> **WORK TO BE COMPLETED**
Write out the stretch of the home theater post below from "DVD: Denon DVD" through "old B&O player.", word for word.

> **PASSAGE**
# My semi DIY theater 7.2(4)



## Caspercu (Jun 10, 2009)

Hi everyone

My theater consists of a lot of DIY components

Speakers

Front: DIY all peerless units, 1x DX25 tweeter, 2x 6.5" sds mid and 2x 12" sls bas units. (Also ultimate party speaker  )

Center: Sony something(USELESS!! sucks!) i use a mixin feature in the reciever for getting the center sound to the front speakers.

Side: DIY all peerless units 1x HDS tweeter and 1x 6.5" HDS exclusive. very good 2way speaker, thinking about using it as my main speakers.

Back: Jamo something, found at a dumpster, plays quite nicely considering

Subwoofer: 2 subs with 12x 10" peerless XLS sub units, Plays flat to about 11hz with a little EQ 


Amps
Reciever: Denon 2803, I't only powers the rear/side speakers. does the job well, but lags HDMI therefore i'm thinking about buying a onkyo 806

Stereo amp: Denon PMA 1500AE, this powers the mid/tweeter section of the front speakers.

Power amp 1: Crown XLS, this powers the bas units of the front speakers. Modified with better cooling and a bigger capasitors for the suply.

Power amp 2. Crown XTI 1000, used for powering the 2 giant subs, Modified with better cooling and a bigger capasitors for the suply.

Sourses
Blu-ray: PS3... well not much to say... 40gigs..

DVD: Denon DVD 2500... in champage color. UGLY but got a super deal 

CD: Tecnic mash... 20years plus. but still plays without any repairs

Radio: Cambrigde DAB radio

Vinyl: Very old B&O player.

Pictures comming soon :bigsmile:


----------

> **DATA EXCERPT**
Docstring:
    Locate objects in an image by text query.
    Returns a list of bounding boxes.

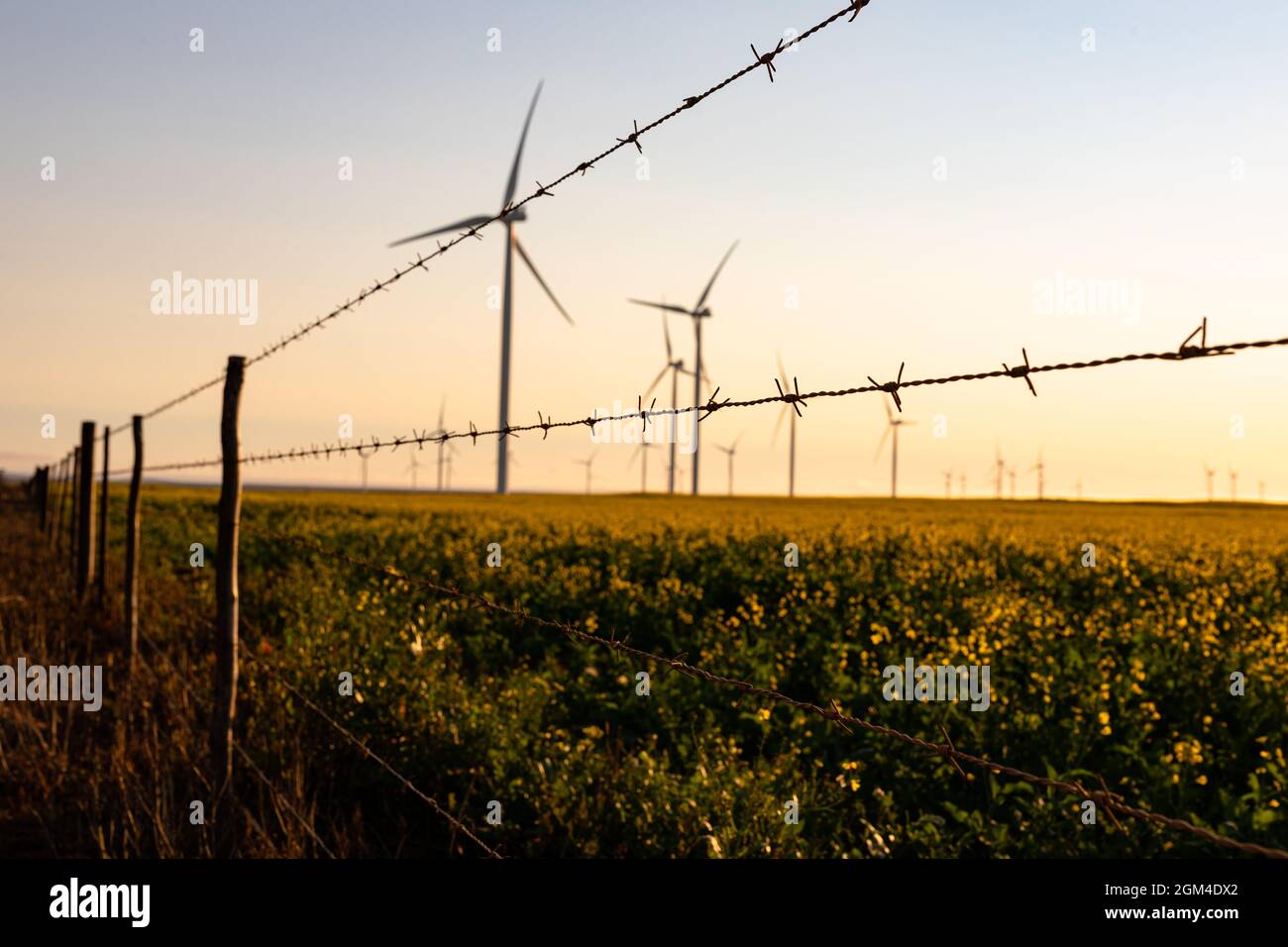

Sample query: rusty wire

> **TASK ANSWER**
DVD: Denon DVD 2500... in champage color. UGLY but got a super deal 

CD: Tecnic mash... 20years plus. but still plays without any repairs

Radio: Cambrigde DAB radio

Vinyl: Very old B&O player.